#### Lesetext:
▼▼▼

Hand aufs Herz: Wer hat nicht schon einmal eine Reanimation im eigenen Hause erlebt, bei welcher in der späteren Aufarbeitung nicht der Gedanke kam, ob man die klinische Entwicklung dieses Patienten hätte nicht schon früher erkennen können oder müssen. Wäre die Reanimation nicht potenziell vermeidbar gewesen? Sind die Überbrückungsmaßnahmen, wie z. B. der Basic Life Support, bis zum Eintreffen des Reanimationsteams wirklich effektiv gewesen? Warum kannten sich die ärztlichen Kollegen und die Pflegekräfte der Station so schlecht mit der Notfallausstattung (Defibrillator, Medikamente, Absaugung etc.) auf Station aus? Was für Konsequenzen sind aus dem jeweiligen Fall zu ziehen bzw. wie lassen sich künftig solche Abläufe verbessern?

▲▲▲

#### Ausgangsdaten:
▼▼▼

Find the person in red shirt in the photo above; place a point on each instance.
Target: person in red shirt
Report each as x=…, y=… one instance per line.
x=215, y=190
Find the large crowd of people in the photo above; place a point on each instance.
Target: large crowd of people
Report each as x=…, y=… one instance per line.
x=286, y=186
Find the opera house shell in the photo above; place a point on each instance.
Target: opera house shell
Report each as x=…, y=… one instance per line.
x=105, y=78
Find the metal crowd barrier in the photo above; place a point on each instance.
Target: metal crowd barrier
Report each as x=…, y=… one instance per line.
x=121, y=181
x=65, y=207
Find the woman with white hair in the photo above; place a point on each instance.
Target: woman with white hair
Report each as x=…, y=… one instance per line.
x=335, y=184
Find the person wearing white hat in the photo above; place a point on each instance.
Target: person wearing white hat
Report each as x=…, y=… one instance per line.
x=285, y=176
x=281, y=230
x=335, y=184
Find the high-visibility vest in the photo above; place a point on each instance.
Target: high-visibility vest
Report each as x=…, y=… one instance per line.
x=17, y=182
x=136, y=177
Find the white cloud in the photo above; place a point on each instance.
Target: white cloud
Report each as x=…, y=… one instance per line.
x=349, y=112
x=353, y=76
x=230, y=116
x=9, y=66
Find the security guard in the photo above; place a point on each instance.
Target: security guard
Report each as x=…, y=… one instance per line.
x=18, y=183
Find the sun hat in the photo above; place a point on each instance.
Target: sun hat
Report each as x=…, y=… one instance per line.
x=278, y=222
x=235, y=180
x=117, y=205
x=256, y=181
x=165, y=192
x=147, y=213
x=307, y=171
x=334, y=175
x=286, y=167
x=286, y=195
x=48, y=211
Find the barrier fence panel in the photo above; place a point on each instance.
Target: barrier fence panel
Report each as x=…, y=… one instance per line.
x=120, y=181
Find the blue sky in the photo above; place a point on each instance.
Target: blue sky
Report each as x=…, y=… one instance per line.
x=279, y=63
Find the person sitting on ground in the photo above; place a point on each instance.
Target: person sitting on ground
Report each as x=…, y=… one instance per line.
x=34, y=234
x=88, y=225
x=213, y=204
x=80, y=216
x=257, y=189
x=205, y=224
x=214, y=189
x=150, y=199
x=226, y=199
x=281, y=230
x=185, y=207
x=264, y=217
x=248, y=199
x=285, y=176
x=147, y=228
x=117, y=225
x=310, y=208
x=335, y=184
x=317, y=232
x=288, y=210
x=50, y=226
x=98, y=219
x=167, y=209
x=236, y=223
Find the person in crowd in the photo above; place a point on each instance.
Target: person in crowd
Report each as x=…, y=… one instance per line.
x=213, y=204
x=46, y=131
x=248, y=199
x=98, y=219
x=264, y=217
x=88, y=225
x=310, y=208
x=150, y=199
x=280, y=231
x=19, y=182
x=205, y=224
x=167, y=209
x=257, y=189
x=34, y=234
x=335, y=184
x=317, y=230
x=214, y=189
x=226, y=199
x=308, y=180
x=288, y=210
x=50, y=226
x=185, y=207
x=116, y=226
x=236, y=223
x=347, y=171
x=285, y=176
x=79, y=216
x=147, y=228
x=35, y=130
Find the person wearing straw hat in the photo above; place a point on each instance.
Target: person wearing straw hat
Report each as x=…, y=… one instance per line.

▲▲▲

#### Arbeitsauftrag 1:
Welche Beispiele für Notfallausstattung auf Station werden im Lesetext genannt?
#### Arbeitsauftrag 2:
Prüfen Sie, ob die folgenden Aussagen mit dem Lesetext übereinstimmen. Antworten Sie jeweils mit Ja oder Nein und zitieren Sie die entscheidenden Worte.
(a) Der Basic Life Support wird als Beispiel für eine Überbrückungsmaßnahme genannt.
(b) Der Lesetext fragt, warum sich die ärztlichen Kollegen und die Pflegekräfte gut mit der Notfallausstattung auskannten.
(c) Die Überbrückungsmaßnahmen reichen bis zum Eintreffen des Reanimationsteams.
#### Arbeitsauftrag 3:
Geben Sie bitte den Teil des Lesetextes, der mit den Worten „Hand aufs Herz: Wer“ beginnt und mit „solche Abläufe verbessern?“ endet, erneut wieder und ersetzen Sie dabei „Notfallausstattung“ durch „Notfallausrüstung“.

#### Antwortfeld 1:
Defibrillator, Medikamente und Absaugung.

#### Antwortfeld 2:
(a) Ja: „wie z. B. der Basic Life Support“
(b) Nein: „so schlecht mit der Notfallausstattung“
(c) Ja: „bis zum Eintreffen des Reanimationsteams“

#### Antwortfeld 3:
Hand aufs Herz: Wer hat nicht schon einmal eine Reanimation im eigenen Hause erlebt, bei welcher in der späteren Aufarbeitung nicht der Gedanke kam, ob man die klinische Entwicklung dieses Patienten hätte nicht schon früher erkennen können oder müssen. Wäre die Reanimation nicht potenziell vermeidbar gewesen? Sind die Überbrückungsmaßnahmen, wie z. B. der Basic Life Support, bis zum Eintreffen des Reanimationsteams wirklich effektiv gewesen? Warum kannten sich die ärztlichen Kollegen und die Pflegekräfte der Station so schlecht mit der Notfallausrüstung (Defibrillator, Medikamente, Absaugung etc.) auf Station aus? Was für Konsequenzen sind aus dem jeweiligen Fall zu ziehen bzw. wie lassen sich künftig solche Abläufe verbessern?